▶ **What the task asks**:
Quote the whole listing word for word, please.

▶ **Working data**:
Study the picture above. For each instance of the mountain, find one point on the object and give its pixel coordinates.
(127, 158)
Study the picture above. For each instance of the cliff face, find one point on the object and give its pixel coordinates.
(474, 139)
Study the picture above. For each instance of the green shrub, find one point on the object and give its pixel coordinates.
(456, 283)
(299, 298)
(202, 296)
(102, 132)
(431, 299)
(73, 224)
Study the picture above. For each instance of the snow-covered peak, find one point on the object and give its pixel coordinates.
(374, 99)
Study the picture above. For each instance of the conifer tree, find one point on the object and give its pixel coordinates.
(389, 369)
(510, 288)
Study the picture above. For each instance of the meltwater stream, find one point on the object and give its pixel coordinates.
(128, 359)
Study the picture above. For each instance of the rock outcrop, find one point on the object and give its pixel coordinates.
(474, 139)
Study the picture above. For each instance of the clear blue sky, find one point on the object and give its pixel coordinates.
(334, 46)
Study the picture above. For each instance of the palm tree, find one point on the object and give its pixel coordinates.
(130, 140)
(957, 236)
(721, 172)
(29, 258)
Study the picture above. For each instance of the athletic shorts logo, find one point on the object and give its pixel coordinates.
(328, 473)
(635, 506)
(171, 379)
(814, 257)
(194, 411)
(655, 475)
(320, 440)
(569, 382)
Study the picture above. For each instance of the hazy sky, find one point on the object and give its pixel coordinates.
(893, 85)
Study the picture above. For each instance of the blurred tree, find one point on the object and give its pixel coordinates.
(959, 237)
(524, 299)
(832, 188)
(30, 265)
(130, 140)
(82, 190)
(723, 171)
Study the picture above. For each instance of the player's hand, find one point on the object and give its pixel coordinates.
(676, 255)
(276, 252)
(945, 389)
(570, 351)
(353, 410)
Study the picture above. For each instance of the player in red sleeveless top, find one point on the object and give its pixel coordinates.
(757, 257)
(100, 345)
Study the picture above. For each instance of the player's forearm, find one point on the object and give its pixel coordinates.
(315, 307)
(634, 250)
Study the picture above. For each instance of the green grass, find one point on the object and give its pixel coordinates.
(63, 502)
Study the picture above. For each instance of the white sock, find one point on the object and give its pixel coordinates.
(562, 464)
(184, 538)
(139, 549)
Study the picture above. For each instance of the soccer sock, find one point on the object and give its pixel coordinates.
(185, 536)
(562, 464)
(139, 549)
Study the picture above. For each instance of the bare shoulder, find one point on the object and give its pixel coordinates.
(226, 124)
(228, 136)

▶ **Answer to the exercise**:
Study the picture above. For each instance of the mountain, find one point on the object and give its pixel coordinates.
(127, 158)
Study the picture above. For each instance of the cliff face, find one point on the object and give its pixel coordinates.
(474, 139)
Study the picture above. For each instance of the green shrub, find one point on the object and give its pixel coordinates.
(456, 283)
(299, 298)
(202, 296)
(102, 132)
(431, 299)
(73, 224)
Study the picture above. For each instance of the snow-covered peak, find one point on the object and give its pixel coordinates.
(374, 99)
Study the picture above. For each instance of the conifer tree, find one point on the object and give its pixel coordinates.
(389, 369)
(510, 288)
Study the picture above. For each instance of the meltwater stream, find one point on the object and give its pixel coordinates.
(128, 359)
Study the picture above. For each instance of the rock outcrop, find one point on the object and give its pixel coordinates.
(474, 139)
Study the picture above. For each instance of the clear blue sky, find one point on the object and give its pixel coordinates.
(334, 46)
Study the picture above. For each instance of the palm tree, find one point on the object and give its pixel coordinates.
(130, 140)
(957, 236)
(721, 172)
(29, 258)
Study the picture above. For each instance of the athletic shorts logo, find one point on the object and give its pixel coordinates.
(328, 473)
(635, 506)
(171, 379)
(814, 257)
(194, 411)
(655, 475)
(320, 440)
(569, 382)
Study the picture above. For each instance of the hazy sky, find one point on the object and give its pixel coordinates.
(893, 85)
Study the picture above. For each instance of the blurred tree, find one point on the object and give its pixel coordinates.
(959, 237)
(524, 299)
(832, 188)
(30, 265)
(130, 140)
(82, 190)
(723, 171)
Study the picture above. For each instance of the player's hand, find one point on the object and give its pixel coordinates.
(676, 255)
(276, 252)
(945, 389)
(570, 351)
(353, 410)
Study the picture above. For each instance of the player in red sleeveless top, find one point on the object and give its pixel coordinates.
(757, 257)
(100, 345)
Study the picture above. For each instance of the player's forearm, find one point on the object and give its pixel coordinates.
(315, 307)
(634, 250)
Study the picture above. For each instance of the green grass, find one point on the object and give its pixel coordinates.
(63, 502)
Study the picture above. For each instance of the white sock, find one point on the object and give its pixel coordinates.
(562, 464)
(184, 538)
(139, 549)
Study the picture above. For each instance of the soccer sock, find one point on the object and give its pixel coordinates.
(185, 536)
(562, 464)
(139, 549)
Study the picture above. For each instance of the bare shoulder, find one point on the object and give its pixel coordinates.
(226, 124)
(228, 136)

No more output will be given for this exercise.